▶ _Requirements_
A: Do these statements agree with the thread on curing plastisol inks? Answer yes or no for each, and quote the deciding words from the thread. (i) splathead says a garment can be passed through the oven more than once. (ii) DNeeld agrees that the ink has to be cured right away. (iii) DNeeld compares later curing to the way plastisol transfers work.
B: Using the thread on curing plastisol inks, answer each question on its own line, marked (i), (ii) and (iii):
(i) Which three kinds of items does the first post name?
(ii) According to furbald, can the ink be cured a day later?
(iii) What does spiritwear4u say must not be done to the garment if it is cured later?
C: Extend the forum thread on curing plastisol inks from where it stops.

▶ _Passage provided_

# Curing plastisol inks



## spiritwear4u (Aug 22, 2008)

can a t-shirt/hoody/garment be passed thru the oven more than once if the ink was not cured properly the first run thru the oven?


----------



## splathead (Dec 4, 2005)

Yes for sure.


----------



## furbald (Mar 2, 2015)

yes i often have to pass more than once its not a prob


----------



## spiritwear4u (Aug 22, 2008)

even if it's a day later?


----------



## furbald (Mar 2, 2015)

no not a day later you have to cure it there and then


----------



## DNeeld (Sep 8, 2010)

furbald said:


> no not a day later you have to cure it there and then


That's not accurate. As long as the garment hasn't been washed or otherwise damaged, etc, you can fully cure the ink at a later time.

This is basically how plasitsol transfers work.


----------



## spiritwear4u (Aug 22, 2008)

i heard the same from someone else. as long as i dont stretch it and crack it it should be okay to cure at a later time


----------



## splathead (Dec 4, 2005)

▶ _Data lines_
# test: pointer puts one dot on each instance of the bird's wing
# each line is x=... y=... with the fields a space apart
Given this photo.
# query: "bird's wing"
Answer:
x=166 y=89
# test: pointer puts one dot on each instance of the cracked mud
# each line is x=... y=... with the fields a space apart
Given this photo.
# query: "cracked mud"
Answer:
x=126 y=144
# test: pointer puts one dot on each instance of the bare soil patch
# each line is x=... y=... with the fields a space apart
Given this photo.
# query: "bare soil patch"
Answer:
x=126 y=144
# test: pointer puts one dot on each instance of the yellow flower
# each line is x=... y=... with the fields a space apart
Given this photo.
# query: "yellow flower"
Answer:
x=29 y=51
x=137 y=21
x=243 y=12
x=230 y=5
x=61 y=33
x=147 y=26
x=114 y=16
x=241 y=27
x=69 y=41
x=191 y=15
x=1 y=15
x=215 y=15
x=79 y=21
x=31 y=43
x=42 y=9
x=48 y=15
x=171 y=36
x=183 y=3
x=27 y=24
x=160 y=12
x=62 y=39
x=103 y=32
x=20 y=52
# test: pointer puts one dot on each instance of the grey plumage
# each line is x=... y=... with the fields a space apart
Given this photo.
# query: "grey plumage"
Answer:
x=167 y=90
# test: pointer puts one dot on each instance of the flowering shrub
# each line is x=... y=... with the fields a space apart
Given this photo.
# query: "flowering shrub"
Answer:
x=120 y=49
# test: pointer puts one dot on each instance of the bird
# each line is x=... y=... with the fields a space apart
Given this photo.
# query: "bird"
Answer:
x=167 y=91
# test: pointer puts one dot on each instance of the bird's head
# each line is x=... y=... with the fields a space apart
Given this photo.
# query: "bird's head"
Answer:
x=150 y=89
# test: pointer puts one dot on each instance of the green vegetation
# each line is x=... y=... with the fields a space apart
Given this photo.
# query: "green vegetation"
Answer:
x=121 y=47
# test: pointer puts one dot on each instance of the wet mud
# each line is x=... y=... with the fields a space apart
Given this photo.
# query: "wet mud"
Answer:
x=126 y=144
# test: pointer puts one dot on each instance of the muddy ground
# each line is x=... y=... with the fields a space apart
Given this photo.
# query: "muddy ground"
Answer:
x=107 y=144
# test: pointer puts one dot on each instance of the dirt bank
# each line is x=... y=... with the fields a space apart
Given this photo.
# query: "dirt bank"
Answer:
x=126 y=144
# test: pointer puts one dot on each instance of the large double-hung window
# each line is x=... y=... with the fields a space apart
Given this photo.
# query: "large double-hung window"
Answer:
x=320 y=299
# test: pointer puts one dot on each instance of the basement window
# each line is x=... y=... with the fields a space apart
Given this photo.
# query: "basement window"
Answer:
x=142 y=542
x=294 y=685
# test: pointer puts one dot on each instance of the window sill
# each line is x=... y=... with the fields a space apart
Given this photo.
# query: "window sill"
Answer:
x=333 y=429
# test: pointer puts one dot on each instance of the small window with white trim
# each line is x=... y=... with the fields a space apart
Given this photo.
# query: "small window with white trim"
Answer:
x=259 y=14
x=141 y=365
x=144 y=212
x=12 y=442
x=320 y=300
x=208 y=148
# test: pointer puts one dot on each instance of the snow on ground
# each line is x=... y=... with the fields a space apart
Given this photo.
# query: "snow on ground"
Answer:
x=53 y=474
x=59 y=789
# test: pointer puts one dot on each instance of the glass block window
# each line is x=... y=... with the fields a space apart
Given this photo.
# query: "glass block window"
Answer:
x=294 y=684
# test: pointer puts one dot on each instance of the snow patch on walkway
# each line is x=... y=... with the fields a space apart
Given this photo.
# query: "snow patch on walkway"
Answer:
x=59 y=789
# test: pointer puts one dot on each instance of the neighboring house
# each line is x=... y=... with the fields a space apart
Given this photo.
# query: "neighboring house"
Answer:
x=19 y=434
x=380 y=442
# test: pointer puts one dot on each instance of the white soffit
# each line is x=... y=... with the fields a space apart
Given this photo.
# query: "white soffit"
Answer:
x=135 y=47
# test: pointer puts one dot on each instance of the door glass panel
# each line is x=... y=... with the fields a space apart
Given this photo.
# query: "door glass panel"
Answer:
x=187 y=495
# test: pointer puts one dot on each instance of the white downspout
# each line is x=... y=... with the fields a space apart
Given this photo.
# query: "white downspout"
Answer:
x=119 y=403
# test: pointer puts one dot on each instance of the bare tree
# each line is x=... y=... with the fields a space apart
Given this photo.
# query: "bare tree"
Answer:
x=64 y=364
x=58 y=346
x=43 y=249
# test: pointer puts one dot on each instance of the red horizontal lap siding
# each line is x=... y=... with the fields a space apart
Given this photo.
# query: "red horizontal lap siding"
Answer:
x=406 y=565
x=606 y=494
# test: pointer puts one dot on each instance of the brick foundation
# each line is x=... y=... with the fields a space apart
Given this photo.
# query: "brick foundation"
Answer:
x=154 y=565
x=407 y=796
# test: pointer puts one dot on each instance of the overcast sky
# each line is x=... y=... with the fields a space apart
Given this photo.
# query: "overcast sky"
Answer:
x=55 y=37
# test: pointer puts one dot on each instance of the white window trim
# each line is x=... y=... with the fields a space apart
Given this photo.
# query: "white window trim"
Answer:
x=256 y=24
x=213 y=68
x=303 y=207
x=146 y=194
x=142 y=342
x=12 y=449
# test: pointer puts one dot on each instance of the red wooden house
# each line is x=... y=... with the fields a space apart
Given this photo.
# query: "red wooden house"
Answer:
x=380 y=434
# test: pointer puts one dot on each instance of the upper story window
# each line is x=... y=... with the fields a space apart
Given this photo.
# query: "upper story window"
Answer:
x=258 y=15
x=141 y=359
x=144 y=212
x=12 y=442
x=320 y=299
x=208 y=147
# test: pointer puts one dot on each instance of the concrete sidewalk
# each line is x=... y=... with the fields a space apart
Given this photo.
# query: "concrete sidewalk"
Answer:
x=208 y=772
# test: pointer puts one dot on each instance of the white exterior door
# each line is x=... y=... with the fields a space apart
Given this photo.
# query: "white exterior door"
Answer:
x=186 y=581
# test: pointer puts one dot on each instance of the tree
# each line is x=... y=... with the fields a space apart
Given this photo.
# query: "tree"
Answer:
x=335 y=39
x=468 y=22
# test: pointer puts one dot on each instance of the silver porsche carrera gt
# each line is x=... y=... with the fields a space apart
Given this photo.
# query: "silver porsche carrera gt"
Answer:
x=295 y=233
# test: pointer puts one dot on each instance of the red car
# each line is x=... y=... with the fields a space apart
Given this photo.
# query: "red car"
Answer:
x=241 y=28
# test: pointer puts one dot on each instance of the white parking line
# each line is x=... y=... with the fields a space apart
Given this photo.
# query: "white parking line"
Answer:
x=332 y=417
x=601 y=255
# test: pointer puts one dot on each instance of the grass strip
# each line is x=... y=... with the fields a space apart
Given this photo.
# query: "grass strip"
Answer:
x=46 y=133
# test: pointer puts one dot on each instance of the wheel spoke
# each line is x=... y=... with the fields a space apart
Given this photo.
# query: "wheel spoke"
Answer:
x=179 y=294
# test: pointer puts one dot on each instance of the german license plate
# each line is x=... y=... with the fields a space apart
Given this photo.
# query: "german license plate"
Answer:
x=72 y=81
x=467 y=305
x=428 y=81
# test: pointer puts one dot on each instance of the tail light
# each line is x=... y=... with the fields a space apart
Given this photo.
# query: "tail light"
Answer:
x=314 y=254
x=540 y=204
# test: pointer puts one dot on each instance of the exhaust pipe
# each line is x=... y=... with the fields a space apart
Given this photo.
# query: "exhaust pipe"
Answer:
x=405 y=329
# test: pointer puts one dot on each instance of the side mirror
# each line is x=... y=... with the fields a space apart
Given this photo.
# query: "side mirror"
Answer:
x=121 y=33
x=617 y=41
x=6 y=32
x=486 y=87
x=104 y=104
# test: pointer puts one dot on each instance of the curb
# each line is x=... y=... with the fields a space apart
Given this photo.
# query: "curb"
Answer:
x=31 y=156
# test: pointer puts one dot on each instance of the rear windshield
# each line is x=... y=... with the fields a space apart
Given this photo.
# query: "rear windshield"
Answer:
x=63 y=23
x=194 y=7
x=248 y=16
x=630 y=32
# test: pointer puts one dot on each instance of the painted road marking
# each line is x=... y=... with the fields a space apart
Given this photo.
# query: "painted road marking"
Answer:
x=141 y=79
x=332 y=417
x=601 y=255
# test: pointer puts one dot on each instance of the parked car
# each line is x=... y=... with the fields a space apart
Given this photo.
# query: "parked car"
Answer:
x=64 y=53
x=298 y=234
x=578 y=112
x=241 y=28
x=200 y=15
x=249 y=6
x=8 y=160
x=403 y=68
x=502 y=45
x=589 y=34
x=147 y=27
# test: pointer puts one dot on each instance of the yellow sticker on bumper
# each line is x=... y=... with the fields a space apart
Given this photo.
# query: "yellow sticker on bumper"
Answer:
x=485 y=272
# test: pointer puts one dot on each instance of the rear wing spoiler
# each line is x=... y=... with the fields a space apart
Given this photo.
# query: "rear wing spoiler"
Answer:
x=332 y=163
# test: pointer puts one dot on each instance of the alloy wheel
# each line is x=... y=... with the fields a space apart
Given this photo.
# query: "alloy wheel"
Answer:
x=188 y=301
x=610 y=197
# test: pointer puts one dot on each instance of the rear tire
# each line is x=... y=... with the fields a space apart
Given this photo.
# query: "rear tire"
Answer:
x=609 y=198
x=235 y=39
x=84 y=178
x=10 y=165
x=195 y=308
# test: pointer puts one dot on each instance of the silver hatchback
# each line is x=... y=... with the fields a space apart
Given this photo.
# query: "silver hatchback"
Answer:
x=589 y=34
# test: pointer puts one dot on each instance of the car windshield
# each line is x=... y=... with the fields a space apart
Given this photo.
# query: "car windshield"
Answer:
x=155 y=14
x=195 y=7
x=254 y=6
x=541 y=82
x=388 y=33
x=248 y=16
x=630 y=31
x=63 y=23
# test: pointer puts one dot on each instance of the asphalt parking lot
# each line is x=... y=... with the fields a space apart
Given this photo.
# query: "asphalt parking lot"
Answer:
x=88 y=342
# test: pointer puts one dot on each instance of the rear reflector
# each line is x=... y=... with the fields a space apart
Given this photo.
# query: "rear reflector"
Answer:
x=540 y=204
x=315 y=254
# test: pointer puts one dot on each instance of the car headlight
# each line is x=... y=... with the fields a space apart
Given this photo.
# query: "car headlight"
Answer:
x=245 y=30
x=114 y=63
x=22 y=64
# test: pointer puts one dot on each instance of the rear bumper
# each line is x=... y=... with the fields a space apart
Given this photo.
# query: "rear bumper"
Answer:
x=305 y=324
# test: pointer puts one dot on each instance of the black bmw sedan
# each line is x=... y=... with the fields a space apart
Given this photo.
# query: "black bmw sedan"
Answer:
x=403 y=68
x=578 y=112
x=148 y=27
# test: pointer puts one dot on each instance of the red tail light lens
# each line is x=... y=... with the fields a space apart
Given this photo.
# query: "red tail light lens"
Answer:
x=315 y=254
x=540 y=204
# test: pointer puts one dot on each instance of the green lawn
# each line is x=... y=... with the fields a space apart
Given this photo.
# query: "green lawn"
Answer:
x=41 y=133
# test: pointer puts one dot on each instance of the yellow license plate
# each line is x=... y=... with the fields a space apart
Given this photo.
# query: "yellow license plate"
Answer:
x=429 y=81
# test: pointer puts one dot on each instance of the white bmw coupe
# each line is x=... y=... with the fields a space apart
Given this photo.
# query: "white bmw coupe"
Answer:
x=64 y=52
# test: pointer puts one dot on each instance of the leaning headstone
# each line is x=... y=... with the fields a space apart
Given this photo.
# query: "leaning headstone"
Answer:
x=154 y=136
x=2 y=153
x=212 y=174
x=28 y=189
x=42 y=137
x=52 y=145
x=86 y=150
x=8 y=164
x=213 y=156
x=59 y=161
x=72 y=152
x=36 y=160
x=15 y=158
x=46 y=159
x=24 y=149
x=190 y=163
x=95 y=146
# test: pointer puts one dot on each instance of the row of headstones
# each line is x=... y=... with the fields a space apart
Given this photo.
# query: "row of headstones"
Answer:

▶ _Answers to each task_
A:
(i) Yes: "Yes for sure."
(ii) No: "That's not accurate. As long as the garment hasn't been washed or otherwise damaged, etc, you can fully cure the ink at a later time."
(iii) Yes: "This is basically how plasitsol transfers work."

B:
(i) A t-shirt, a hoody and a garment.
(ii) No, it has to be cured there and then.
(iii) It must not be stretched and cracked.

C:
Not the best way to fully cure a garment. I've never waited a day between cures so I wonder if there 'could' be some issue with the uncured ink adhering to the outer layer of cured ink. But definitely worth a shot. And now that you know, don't wait that long again.


----------



## cesarmart34 (Mar 5, 2015)

this is definitely not true on big jobs of 500 pcs or more i often use one day to print (run the garment through the belt just long enough so that it flash cures) and use the next day to slowly properly cure the garments so that they don't crack or wash off.


----------



## gatorGRAFIX (Mar 11, 2015)

A day later won't matter. Rule of thumb try to run your shirt through the dryer as slow as you can keeping the curing temp as long as you can without over heating the garment.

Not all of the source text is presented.